> **Prompt**
From the entries below, count every line that contains the word "plate". Please give the number and nothing else.

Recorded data
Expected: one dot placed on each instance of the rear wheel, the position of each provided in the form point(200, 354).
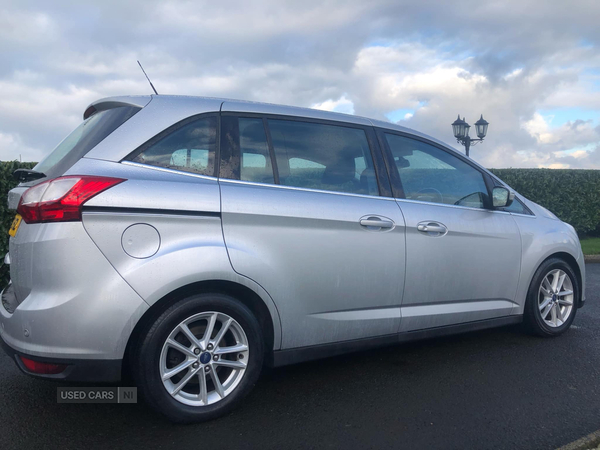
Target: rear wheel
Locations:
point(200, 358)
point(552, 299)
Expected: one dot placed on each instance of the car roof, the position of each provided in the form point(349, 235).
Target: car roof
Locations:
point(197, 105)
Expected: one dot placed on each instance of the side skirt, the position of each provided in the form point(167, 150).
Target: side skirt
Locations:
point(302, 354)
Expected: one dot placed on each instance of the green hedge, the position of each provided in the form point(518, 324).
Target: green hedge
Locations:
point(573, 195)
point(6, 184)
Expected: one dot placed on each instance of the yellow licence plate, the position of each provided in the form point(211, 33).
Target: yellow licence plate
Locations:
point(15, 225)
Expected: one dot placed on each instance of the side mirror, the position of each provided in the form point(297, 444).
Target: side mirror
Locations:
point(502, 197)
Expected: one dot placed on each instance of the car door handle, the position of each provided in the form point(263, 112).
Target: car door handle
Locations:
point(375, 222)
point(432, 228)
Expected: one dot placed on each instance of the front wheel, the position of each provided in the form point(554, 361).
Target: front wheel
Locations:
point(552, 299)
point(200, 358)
---
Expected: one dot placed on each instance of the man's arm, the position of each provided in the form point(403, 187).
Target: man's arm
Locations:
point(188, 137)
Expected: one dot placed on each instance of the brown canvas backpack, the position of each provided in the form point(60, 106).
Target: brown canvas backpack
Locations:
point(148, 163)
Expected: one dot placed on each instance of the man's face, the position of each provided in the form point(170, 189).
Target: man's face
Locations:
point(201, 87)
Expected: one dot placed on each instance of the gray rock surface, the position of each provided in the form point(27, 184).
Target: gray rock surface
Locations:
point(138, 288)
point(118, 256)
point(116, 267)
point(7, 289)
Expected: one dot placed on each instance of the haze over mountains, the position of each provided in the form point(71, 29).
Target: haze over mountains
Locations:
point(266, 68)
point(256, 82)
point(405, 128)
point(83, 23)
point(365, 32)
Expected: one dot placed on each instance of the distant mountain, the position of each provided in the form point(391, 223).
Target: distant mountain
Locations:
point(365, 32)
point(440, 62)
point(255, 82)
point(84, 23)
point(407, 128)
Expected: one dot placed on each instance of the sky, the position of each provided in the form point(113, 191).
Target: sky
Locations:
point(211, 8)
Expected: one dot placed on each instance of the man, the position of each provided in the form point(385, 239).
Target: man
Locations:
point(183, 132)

> **Your response**
2